----- Supplied material -----

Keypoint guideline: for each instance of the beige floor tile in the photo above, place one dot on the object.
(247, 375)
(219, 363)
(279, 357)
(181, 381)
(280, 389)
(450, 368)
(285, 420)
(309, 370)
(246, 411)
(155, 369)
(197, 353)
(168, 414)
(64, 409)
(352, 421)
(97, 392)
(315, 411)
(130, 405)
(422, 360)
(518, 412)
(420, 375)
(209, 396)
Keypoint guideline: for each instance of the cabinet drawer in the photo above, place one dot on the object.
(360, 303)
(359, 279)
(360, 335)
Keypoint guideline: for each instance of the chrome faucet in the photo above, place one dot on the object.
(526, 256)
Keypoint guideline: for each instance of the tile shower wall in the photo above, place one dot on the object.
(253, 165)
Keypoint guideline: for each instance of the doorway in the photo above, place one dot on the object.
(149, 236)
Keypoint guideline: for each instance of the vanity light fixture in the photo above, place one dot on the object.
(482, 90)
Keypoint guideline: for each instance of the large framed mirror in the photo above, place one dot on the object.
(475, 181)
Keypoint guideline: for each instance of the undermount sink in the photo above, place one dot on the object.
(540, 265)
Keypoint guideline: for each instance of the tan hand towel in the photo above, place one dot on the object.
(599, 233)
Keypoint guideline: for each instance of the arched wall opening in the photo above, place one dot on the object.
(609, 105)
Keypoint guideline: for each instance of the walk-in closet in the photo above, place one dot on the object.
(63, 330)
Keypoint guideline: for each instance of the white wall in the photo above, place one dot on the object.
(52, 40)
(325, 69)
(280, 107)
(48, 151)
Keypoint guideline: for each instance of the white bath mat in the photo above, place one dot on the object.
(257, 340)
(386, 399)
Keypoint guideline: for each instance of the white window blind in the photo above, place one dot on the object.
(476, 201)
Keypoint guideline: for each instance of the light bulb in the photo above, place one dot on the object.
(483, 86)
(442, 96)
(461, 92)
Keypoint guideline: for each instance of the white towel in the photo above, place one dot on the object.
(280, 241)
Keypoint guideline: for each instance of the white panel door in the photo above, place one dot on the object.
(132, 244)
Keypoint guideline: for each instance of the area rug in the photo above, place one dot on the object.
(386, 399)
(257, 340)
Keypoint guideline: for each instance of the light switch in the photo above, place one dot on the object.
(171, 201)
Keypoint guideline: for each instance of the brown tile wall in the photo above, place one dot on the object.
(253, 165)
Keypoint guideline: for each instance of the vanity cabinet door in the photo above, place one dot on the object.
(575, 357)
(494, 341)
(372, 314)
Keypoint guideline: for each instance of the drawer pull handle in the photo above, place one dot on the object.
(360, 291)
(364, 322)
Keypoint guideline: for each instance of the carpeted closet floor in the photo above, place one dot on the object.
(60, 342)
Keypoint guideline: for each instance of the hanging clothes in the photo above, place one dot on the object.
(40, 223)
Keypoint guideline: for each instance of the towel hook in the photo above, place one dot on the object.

-----
----- Supplied material -----

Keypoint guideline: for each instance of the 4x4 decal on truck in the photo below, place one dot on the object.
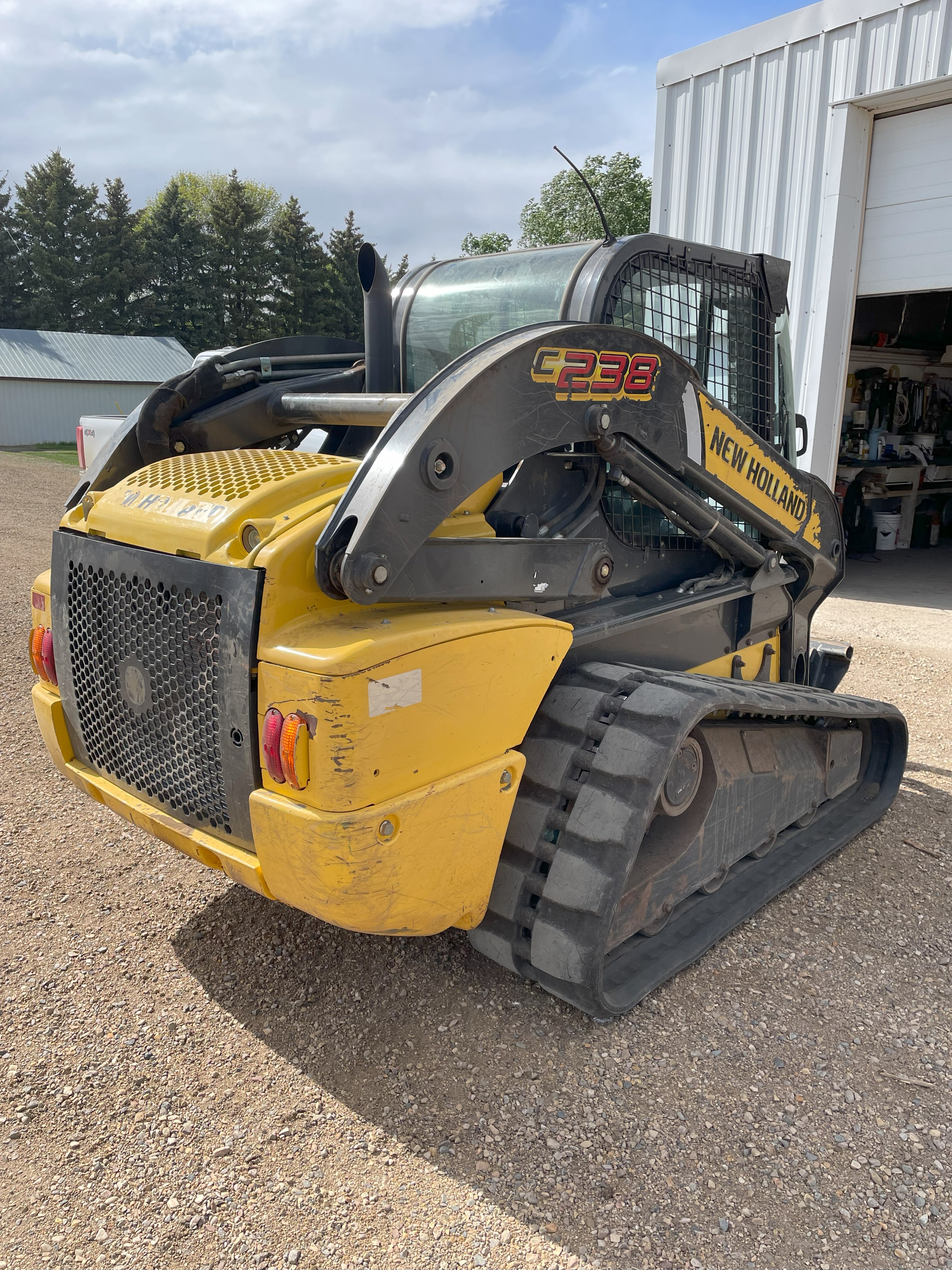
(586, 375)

-----
----- Supplied material -----

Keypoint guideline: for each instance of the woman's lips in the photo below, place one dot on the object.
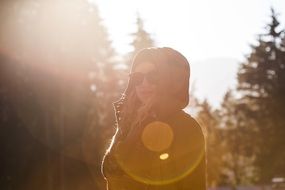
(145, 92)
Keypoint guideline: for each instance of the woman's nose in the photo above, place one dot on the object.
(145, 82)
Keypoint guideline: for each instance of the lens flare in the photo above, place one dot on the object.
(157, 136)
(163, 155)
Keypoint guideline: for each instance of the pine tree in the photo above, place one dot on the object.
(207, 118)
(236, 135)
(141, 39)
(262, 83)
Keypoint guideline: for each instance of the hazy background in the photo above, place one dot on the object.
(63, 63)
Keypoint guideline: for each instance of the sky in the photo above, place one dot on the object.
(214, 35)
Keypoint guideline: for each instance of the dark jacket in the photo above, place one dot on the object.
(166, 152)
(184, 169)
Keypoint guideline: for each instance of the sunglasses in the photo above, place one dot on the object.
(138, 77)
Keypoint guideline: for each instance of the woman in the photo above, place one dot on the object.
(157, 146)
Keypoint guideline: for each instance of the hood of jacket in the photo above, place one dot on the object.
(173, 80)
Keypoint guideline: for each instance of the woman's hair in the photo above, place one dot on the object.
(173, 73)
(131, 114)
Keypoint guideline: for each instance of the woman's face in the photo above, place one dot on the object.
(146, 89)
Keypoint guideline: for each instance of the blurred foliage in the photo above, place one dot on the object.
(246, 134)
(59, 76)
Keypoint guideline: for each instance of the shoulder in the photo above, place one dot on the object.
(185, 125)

-----

● What to do
Only the lines above from the line with "Keypoint guideline: for each instance of the white bath" to the line with "Keypoint guideline: for each instance of the towel", those two lines included, should be reproduced exactly.

● Task response
Keypoint guideline: for each instance of the white bath mat in the photo above, place one dot on the object.
(257, 340)
(386, 399)
Keypoint guideline: for each instance of the white window blind in the photo above, place one dot on the object.
(476, 201)
Keypoint guideline: for each instance of the light bulb in the photo above, place one dot on the object.
(483, 86)
(442, 96)
(461, 92)
Keypoint guideline: for each instance of the white towel in the photo above, place one dot on the object.
(280, 241)
Keypoint guideline: for each instance of the white panel door in the photo above, place one dot on the object.
(132, 244)
Keypoint guideline: for each instance of the area rug in the photo above, place one dot on the object.
(386, 399)
(257, 340)
Keypoint guideline: for each instance of the light switch in the photo above, place one dot on the object.
(171, 201)
Keypoint guideline: for each instance of the brown tile wall in the photo above, place one dot on the object.
(253, 165)
Keypoint guideline: for each instance of the vanity cabinet door in the photo above, place one dot on the object.
(575, 357)
(494, 341)
(372, 314)
Keypoint guideline: for each instance of the drawer pull handle in the photo above, place one dot on the object.
(360, 291)
(364, 322)
Keypoint guideline: for each instance of the carpeted closet floor in the photo above, place one dot on the object.
(60, 342)
Keypoint guideline: for each instance of the hanging clothes in the photo above, place one dot on the object.
(40, 223)
Keypoint guideline: for each instance of the towel hook in the photo above, place one dot on the object.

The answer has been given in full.